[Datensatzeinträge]

****************************************

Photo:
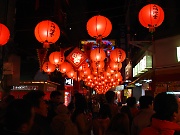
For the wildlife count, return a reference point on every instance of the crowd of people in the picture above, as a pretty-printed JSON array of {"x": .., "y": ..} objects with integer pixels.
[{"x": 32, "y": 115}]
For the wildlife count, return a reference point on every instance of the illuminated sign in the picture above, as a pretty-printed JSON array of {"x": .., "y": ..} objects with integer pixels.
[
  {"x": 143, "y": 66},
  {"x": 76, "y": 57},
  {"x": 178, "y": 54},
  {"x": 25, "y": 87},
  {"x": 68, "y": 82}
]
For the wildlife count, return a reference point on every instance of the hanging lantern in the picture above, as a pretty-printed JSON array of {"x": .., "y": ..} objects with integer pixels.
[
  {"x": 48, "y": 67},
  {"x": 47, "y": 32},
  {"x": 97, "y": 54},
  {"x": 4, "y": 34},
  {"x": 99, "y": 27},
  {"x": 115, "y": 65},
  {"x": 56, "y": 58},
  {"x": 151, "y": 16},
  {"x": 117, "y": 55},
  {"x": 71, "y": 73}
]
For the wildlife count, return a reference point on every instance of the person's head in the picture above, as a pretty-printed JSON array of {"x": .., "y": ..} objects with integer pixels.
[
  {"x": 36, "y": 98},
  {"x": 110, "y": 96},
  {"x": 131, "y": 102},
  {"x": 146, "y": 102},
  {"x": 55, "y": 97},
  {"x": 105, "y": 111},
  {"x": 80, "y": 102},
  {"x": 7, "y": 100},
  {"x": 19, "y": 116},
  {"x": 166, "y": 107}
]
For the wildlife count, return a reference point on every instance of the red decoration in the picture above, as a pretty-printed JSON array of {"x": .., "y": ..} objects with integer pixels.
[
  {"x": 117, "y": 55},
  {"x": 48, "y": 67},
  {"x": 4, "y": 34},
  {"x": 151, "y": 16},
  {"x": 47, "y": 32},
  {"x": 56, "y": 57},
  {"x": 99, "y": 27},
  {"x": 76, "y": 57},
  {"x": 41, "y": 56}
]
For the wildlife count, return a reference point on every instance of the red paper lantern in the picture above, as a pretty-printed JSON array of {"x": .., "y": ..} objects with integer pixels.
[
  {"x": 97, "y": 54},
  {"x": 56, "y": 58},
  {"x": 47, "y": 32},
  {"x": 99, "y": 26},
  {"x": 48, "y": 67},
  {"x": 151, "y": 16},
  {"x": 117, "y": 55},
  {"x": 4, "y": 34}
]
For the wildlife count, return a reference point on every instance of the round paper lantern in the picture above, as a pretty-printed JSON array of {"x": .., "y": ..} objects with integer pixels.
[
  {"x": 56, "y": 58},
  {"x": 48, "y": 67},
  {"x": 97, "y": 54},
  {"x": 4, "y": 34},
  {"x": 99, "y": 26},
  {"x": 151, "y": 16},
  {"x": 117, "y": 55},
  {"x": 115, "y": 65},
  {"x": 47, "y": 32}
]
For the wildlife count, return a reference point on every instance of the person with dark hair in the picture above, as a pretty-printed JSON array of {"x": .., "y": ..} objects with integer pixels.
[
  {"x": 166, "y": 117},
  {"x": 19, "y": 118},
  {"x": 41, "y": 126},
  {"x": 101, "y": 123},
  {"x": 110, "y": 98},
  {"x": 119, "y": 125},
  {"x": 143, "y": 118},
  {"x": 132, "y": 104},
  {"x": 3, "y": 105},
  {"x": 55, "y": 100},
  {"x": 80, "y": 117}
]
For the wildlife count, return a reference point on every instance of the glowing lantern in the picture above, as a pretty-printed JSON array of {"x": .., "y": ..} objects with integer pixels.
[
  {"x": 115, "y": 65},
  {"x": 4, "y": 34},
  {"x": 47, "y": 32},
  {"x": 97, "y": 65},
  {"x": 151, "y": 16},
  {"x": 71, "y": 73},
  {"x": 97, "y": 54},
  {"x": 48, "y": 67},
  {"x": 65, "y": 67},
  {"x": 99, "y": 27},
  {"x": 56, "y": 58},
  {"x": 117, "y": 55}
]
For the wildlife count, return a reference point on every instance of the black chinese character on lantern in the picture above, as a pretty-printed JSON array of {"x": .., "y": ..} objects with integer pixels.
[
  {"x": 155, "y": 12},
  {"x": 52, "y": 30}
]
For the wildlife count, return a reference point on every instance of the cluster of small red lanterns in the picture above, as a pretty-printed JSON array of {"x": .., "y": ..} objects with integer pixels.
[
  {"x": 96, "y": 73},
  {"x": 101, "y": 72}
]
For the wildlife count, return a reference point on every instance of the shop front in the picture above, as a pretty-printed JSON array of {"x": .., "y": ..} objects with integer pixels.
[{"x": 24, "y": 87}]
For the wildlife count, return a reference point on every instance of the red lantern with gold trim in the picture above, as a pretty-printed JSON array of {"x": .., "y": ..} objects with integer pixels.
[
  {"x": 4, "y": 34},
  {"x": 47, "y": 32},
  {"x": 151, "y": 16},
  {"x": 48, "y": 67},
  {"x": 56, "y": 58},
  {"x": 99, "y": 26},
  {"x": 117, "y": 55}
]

****************************************

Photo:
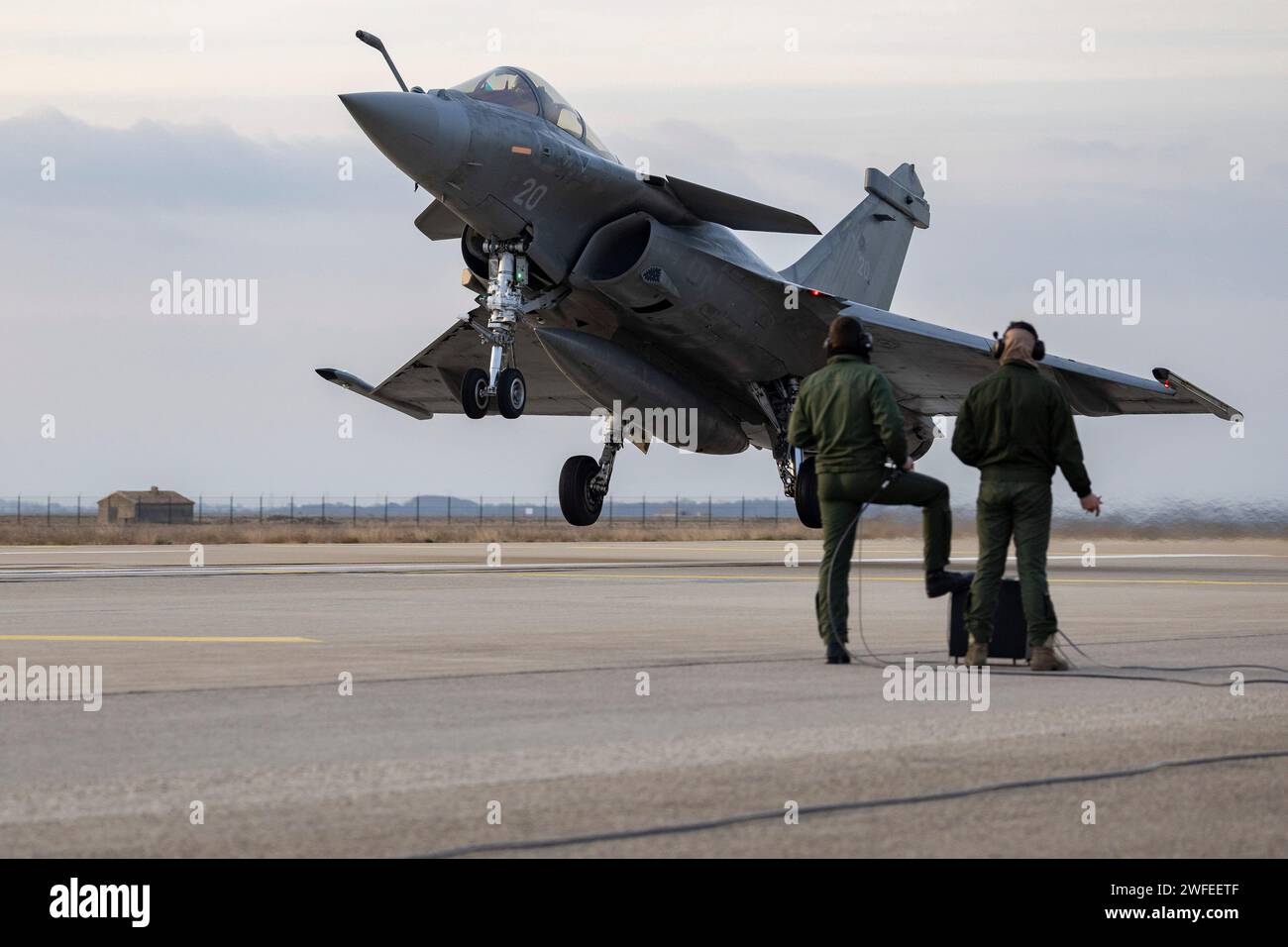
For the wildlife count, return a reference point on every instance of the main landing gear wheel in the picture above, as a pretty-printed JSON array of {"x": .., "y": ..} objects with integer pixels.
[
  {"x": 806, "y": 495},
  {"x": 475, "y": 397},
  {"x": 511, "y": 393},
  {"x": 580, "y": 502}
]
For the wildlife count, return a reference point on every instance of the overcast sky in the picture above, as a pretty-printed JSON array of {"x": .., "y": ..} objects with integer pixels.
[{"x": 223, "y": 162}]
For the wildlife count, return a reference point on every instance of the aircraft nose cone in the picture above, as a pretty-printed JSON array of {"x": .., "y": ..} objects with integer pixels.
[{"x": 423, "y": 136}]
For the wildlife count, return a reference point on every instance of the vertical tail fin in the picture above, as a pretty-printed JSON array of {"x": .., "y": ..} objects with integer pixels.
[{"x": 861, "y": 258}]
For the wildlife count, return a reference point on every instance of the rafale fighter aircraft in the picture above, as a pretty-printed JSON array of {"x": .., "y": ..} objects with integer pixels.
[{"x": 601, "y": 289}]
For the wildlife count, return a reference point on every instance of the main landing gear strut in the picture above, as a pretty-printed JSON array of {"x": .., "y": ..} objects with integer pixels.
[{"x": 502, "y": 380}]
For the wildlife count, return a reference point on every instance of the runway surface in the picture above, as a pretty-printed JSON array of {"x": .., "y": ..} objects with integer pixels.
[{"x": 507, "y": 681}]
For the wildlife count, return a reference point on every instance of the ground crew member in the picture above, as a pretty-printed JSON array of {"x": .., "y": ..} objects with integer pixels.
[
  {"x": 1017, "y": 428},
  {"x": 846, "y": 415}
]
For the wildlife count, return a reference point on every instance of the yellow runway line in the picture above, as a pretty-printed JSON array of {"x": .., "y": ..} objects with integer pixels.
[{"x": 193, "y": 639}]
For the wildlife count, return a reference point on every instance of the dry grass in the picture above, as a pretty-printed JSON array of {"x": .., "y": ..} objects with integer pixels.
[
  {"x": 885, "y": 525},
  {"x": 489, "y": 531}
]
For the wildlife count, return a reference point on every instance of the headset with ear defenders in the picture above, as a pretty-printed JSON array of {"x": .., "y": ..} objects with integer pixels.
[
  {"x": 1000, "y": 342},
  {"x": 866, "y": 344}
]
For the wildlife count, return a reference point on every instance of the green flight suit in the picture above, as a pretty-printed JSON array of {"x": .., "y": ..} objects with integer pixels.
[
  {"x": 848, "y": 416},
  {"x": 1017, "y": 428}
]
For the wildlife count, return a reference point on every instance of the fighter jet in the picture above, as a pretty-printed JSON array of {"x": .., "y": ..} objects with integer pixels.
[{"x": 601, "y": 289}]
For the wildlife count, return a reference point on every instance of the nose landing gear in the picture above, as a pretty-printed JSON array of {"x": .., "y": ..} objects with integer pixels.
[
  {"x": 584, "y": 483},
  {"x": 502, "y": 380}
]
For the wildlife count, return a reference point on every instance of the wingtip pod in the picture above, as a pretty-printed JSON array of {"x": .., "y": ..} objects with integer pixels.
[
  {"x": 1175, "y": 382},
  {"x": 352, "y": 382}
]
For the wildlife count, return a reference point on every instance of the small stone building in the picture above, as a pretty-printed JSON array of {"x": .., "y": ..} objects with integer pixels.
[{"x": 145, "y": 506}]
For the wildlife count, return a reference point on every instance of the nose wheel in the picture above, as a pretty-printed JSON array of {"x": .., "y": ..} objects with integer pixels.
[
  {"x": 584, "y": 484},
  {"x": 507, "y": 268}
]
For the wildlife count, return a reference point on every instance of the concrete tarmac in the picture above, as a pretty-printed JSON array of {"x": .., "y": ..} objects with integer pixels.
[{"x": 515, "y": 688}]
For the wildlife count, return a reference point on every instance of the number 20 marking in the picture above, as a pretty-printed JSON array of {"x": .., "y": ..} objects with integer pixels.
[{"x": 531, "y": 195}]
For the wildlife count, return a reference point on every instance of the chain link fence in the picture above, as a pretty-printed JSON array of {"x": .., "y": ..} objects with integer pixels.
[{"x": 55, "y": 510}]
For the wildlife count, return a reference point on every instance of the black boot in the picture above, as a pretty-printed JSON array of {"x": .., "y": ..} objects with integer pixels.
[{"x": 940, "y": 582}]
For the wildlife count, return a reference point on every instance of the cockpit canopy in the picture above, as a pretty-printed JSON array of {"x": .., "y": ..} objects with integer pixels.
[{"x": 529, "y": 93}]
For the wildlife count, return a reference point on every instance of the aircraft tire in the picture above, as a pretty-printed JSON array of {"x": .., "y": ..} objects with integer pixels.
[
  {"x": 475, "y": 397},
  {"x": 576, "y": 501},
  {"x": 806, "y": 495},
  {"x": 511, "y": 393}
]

****************************************

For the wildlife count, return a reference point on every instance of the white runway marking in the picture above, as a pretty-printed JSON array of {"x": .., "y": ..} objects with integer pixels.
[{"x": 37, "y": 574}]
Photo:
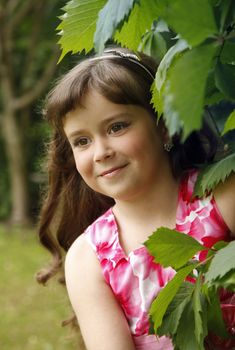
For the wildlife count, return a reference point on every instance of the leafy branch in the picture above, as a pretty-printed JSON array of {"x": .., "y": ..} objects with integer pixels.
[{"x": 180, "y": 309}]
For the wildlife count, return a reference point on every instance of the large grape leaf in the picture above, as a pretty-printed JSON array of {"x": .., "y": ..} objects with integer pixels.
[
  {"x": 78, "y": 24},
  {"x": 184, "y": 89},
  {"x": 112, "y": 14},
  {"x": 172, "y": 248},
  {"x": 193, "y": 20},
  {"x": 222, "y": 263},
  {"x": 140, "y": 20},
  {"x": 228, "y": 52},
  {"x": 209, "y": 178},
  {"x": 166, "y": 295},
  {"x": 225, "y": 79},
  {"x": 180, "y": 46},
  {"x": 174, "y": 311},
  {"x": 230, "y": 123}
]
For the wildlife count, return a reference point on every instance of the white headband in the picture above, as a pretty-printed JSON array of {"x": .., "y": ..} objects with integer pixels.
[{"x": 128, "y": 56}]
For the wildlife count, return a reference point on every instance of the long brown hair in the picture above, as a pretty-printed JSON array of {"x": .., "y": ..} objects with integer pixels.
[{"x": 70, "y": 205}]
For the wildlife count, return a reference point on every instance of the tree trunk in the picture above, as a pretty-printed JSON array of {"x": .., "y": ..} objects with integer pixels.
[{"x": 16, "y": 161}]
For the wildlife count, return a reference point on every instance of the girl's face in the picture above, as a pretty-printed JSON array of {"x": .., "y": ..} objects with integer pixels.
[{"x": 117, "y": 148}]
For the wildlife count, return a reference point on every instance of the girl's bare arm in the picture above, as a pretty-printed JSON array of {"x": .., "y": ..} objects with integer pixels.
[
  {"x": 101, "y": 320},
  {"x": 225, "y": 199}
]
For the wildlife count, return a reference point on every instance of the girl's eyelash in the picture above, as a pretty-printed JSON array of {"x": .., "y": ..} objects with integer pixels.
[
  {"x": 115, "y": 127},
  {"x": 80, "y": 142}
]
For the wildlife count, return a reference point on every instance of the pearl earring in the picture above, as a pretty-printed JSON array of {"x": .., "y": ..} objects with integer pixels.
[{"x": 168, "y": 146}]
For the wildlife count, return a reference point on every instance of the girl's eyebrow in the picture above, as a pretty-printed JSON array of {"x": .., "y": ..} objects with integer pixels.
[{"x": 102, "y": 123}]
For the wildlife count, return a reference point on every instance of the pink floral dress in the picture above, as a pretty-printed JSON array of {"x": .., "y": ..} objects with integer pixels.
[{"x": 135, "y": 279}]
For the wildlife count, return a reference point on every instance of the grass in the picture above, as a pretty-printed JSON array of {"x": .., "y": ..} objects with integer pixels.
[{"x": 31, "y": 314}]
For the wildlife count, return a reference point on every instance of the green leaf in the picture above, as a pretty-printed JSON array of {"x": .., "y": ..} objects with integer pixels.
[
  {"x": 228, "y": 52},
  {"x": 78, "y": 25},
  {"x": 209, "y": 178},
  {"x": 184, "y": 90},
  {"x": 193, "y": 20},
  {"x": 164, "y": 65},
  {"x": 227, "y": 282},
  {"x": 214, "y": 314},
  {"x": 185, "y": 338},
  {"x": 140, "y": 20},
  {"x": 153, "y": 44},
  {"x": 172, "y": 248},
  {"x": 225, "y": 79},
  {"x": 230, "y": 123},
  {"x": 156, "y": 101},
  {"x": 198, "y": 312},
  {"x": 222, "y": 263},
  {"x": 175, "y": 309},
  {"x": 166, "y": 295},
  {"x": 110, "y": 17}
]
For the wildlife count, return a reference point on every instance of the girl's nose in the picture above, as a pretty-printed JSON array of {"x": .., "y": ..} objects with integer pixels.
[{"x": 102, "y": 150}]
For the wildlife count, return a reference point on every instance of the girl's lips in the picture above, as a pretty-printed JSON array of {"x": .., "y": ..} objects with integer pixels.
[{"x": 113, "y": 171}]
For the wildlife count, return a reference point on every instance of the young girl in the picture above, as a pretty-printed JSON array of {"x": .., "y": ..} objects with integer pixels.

****************************************

Zählen Sie, in wie vielen Zeilen des obigen Materials die Zeichenfolge "white" vorkommt. Geben Sie ausschließlich diese Zahl an.

2